** start of Source excerpt **

Are you busy?  I’m busy.  It seems like many of us are busy.  It seems that we are so busy at times that we don’t have time to plan where we are going, but we sure are busy trying to get there.  In her book Daring Greatly, author Brené Brown states, “...one of the most universal numbing strategies is what I call crazy-busy.  I often say that when they start having twelve-step meetings for busy-aholics, they’ll need to rent out football stadiums.”  Given that we have a culture in this country that promotes being busy, you may be trying to attain a feeling of success through your busy-ness.  But, does it make you feel successful?  Are you achieving your strategic goals?  Perhaps most importantly, are you achieving fulfillment and the growth that you want to see in yourself?
 
As a coach, I think it’s important to think about why you are so busy and yet, you’re not focusing on the things you want to focus on.  This self-awareness is important because until you understand why you do something, you are not going to understand what you have to change to get a different outcome.  Your reasons might include, “I don’t like to say no,” or “I’m afraid my boss will think less of me,” or “I might get fired.”  Do your thoughts reflect reality?  Or do they represent the thinking of someone early in their career who is trying to prove themselves by taking on everything that is asked of them, or even someone later in their career who has never stopped feeling the need to prove themselves?  As a leader, you have a responsibility to your organization, your unit, and yourself to be intentional about how you use your time.
 
While internal and external factors are undoubtedly contributing to your busy state, you are the decision maker.  When the boss puts a meeting on your calendar, you may decide to attend for good reasons.  But are you intentional about your response to every meeting on your calendar?  When you receive an email for immediate help from a customer/stakeholder, you may decide to drop everything and work on a solution for good reason.  But does every email and text message require your immediate attention?  If you are blaming your organizational culture, your boss, or continuous interruptions for being out of control busy, how is that helping?  You are a leader in your organization. You have control of how you spend your time.  If you are not actively demonstrating a better, more productive way to manage time, then aren’t you contributing to the culture you are blaming? 
 
You are a valuable asset for your organization.  They likely hired you for your strengths, your experience, and the ideas that you shared in the interview process.  As a leader, the organization is expecting you to make the decisions that will enable your ideas to be realized.  Imagine sending a request to your president’s or chancellor’s office to have 30 minutes of her/his time.  There is going to be an executive assistant, or some other gatekeeper position, whose job is to make sure that every moment of that leader’s time is well invested.  Only after that gatekeeper is satisfied that the 30 minutes you requested will be a good investment will you get the appointment.  Whether you have someone in the gatekeeper role or you are doing it yourself, those thoughtful decisions on allocating your time must be made to ensure that the investment will give you the return you need to feel that you are not only handling the immediate activities, but also the important activities that will advance your strategy.

** end of Source excerpt **

Aim A:
Answer each question from the passage on busyness:
(i) In which book does Brené Brown make the statement quoted?
(ii) What term does Brown use for one of the most universal numbing strategies?
(iii) How many minutes of the president's or chancellor's time does the imagined request ask for?
Aim B:
Revise the records, replacing each "When queried with" with "When asked for" and keeping everything else unchanged. Leave the pictures out of your answer.
The records have no connection to the passage on busyness.

** start of Material provided **

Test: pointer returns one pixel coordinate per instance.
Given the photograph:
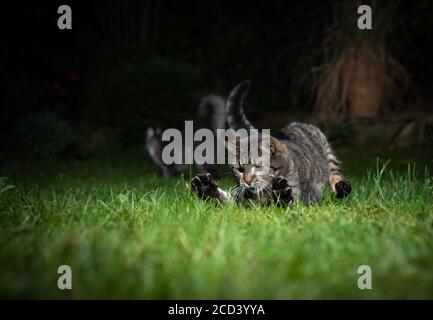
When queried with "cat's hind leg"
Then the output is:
(282, 192)
(340, 186)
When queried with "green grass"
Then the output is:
(127, 233)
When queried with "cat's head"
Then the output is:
(154, 144)
(254, 170)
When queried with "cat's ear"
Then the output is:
(150, 132)
(233, 146)
(276, 146)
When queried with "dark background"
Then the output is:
(126, 65)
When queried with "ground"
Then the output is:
(128, 233)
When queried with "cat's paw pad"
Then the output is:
(342, 188)
(204, 186)
(282, 191)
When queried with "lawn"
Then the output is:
(127, 233)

** end of Material provided **

Task result A:
(i) Daring Greatly
(ii) Crazy-busy
(iii) 30 minutes

Task result B:
Test: pointer returns one pixel coordinate per instance.
Given the photograph:
When asked for "cat's hind leg"
Then the output is:
(282, 192)
(340, 186)
When asked for "green grass"
Then the output is:
(127, 233)
When asked for "cat's head"
Then the output is:
(154, 144)
(254, 170)
When asked for "cat's ear"
Then the output is:
(150, 132)
(233, 146)
(276, 146)
When asked for "dark background"
Then the output is:
(126, 65)
When asked for "ground"
Then the output is:
(128, 233)
When asked for "cat's paw pad"
Then the output is:
(342, 188)
(204, 186)
(282, 191)
When asked for "lawn"
Then the output is:
(127, 233)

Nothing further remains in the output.